> Your assignment
Give as output the line that contains "Please locate the headlight", followed by every remaining line of the entries, unchanged and with nothing added.

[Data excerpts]
^^^^^^^^

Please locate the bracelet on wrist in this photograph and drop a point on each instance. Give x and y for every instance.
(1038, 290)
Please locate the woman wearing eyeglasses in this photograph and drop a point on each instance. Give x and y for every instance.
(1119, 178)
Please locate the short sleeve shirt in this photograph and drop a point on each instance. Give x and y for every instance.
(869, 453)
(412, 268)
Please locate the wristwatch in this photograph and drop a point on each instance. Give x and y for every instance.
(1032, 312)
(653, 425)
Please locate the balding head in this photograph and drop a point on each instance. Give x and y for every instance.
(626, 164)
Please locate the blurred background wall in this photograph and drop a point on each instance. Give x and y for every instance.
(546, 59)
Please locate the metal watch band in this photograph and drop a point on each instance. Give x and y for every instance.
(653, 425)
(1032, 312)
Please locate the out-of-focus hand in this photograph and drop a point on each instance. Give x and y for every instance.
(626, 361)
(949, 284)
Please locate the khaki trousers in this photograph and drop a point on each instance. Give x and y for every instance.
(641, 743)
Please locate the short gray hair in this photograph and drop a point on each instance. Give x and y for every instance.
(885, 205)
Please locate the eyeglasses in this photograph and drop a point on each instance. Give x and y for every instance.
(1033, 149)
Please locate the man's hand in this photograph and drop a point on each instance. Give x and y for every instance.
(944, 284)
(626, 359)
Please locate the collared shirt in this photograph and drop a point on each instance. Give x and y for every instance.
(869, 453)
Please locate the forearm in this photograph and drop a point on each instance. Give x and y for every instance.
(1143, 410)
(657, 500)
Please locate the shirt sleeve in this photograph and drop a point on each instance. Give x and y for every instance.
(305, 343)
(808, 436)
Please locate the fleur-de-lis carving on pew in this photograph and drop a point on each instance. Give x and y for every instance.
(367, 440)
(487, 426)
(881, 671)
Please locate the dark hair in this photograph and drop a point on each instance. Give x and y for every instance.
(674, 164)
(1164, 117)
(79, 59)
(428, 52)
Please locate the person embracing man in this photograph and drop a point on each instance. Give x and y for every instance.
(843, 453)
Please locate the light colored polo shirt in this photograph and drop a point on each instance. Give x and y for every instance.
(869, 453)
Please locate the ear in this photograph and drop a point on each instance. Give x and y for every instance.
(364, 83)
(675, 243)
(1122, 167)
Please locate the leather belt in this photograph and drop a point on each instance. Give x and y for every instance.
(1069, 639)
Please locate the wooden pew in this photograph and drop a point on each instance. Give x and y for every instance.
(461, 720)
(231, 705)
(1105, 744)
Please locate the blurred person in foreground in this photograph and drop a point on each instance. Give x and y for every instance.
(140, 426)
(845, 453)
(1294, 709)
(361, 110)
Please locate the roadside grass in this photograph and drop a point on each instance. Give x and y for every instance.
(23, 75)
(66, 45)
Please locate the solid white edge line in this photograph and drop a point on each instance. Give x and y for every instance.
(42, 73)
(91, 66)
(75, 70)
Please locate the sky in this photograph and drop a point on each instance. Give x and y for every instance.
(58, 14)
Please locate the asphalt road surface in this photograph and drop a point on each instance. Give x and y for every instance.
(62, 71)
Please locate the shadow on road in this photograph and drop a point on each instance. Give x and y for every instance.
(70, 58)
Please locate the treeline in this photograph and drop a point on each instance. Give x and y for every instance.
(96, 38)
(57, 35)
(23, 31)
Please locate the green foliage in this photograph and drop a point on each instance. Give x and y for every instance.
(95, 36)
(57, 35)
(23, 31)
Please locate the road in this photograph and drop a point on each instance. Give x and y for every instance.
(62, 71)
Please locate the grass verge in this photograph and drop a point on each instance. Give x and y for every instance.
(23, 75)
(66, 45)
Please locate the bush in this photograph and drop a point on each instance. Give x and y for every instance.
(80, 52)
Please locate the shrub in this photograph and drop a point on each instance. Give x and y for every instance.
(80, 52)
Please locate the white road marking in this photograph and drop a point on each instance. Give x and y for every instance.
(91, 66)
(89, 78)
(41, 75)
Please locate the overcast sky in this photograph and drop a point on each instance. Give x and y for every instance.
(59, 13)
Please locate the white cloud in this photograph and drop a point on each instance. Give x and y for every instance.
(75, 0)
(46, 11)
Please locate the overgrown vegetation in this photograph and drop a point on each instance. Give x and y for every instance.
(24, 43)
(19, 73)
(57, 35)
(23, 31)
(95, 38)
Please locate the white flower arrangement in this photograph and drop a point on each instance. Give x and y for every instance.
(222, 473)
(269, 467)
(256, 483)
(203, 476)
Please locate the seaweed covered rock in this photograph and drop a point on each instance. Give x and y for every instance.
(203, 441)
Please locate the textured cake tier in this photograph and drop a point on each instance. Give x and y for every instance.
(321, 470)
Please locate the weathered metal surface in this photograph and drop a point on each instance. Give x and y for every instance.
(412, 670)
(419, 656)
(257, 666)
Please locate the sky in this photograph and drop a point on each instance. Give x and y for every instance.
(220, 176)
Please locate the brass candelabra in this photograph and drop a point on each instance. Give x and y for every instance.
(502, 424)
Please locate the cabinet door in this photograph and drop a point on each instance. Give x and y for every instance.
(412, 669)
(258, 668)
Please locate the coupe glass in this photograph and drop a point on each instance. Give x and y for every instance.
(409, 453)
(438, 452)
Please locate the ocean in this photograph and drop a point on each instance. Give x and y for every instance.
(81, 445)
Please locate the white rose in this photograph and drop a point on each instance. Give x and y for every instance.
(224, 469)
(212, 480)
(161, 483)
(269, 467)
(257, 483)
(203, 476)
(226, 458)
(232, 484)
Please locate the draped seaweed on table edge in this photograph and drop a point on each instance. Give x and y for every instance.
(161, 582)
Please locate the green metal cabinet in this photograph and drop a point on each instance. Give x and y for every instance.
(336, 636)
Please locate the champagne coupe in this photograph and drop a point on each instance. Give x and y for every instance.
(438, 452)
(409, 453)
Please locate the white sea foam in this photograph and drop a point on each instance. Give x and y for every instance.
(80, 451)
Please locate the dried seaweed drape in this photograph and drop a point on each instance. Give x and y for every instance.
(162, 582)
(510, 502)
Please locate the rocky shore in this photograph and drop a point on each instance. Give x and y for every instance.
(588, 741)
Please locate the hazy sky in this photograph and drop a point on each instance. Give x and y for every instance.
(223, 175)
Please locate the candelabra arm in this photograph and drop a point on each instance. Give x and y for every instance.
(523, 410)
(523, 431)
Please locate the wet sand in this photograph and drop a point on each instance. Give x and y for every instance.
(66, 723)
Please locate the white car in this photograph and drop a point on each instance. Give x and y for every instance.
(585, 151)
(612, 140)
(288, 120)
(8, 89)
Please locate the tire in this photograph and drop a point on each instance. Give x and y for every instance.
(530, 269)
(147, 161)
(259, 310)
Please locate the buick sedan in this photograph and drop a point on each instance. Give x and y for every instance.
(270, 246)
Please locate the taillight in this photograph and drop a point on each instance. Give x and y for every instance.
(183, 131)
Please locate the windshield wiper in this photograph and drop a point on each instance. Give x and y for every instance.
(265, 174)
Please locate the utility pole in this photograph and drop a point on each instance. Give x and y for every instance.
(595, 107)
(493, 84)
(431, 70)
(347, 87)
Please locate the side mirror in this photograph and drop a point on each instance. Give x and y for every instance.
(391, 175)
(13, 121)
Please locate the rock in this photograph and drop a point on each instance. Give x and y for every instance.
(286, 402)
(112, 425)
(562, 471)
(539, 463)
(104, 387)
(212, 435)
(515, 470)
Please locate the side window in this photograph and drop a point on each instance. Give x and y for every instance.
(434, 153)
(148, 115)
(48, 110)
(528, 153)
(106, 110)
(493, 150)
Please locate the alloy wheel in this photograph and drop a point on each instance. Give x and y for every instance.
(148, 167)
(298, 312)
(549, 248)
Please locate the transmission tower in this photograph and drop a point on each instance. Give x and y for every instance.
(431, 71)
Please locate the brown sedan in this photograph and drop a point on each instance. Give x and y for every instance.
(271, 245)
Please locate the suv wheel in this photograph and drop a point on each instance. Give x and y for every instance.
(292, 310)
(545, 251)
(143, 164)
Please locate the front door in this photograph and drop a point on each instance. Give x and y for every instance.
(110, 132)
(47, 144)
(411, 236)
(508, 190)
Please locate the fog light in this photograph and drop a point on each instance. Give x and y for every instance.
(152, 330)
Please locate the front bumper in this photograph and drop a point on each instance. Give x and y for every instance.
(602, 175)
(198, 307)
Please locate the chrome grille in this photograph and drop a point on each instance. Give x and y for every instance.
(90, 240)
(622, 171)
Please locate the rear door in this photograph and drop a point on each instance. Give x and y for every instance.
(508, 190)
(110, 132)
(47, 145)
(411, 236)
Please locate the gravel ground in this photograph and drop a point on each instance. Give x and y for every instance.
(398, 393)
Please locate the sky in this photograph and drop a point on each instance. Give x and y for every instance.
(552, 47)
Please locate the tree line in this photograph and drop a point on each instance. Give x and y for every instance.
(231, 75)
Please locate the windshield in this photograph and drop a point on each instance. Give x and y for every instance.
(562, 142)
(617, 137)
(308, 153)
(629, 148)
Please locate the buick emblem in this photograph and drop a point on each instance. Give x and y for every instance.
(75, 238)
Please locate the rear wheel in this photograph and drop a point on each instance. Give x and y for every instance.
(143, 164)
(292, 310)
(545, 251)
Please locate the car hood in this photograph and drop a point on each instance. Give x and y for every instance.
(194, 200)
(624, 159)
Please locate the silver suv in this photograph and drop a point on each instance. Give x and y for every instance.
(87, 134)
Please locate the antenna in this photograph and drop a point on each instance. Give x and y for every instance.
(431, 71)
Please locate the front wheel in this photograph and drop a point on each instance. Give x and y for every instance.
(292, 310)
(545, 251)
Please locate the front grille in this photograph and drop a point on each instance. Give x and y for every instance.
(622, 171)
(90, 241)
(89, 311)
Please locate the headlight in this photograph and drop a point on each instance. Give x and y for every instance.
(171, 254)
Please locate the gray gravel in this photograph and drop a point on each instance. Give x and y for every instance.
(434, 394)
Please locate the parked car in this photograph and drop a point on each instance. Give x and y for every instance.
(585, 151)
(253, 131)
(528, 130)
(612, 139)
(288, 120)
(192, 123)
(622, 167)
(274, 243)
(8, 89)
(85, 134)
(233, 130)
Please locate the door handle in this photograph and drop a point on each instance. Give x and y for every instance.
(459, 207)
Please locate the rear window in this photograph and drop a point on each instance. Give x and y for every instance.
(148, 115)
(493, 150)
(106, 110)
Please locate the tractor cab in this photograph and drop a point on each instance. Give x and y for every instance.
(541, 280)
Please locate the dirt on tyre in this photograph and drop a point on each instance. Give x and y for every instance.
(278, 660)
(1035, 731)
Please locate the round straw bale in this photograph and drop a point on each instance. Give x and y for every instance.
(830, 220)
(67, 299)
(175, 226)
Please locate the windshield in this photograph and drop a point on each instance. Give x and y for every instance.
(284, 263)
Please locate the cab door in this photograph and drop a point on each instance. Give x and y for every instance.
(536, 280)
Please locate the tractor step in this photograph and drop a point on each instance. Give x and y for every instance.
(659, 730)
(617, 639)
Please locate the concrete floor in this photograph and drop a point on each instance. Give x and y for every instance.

^^^^^^^^

> Result
Please locate the headlight in this photograph and drop a point on each instance. Give x and y for every instance.
(171, 254)
Please locate the gray gravel in this photograph and drop a point on each instance. Give x and y for every instance.
(434, 394)
Please locate the parked car in this photograph and drop a point on each instance. Give x and y for every instance.
(585, 151)
(253, 131)
(528, 130)
(612, 139)
(288, 120)
(192, 123)
(622, 167)
(274, 243)
(8, 89)
(85, 134)
(233, 130)
Please locate the door handle in this photograph and drop a point on each instance. Give x and y for every instance.
(459, 207)
Please locate the rear window in this photograph and drop a point on each instance. Give x and y for every instance.
(148, 115)
(493, 150)
(106, 110)
Please locate the tractor cab in this photograph and drop a point on each instance. Give x and y for every instance.
(541, 280)
Please locate the dirt on tyre in this photograph and drop a point on each instance. Give x and y for every instance.
(278, 660)
(1035, 731)
Please locate the round straw bale in this photograph and drop a point on each instance. Give x and y for every instance.
(830, 220)
(67, 299)
(175, 226)
Please locate the windshield in this photograph and drop a point on each instance. Give x and y for every instance.
(284, 263)
Please locate the cab door in this photograph and drop a point on each instance. Give x and y for every instance.
(536, 280)
Please locate the tractor step in this photograph and drop a point on each instance. Give x and y for every instance.
(659, 730)
(617, 639)
Please locate the concrete floor in this photograph and drop a point on each instance. Give x and y for every instance.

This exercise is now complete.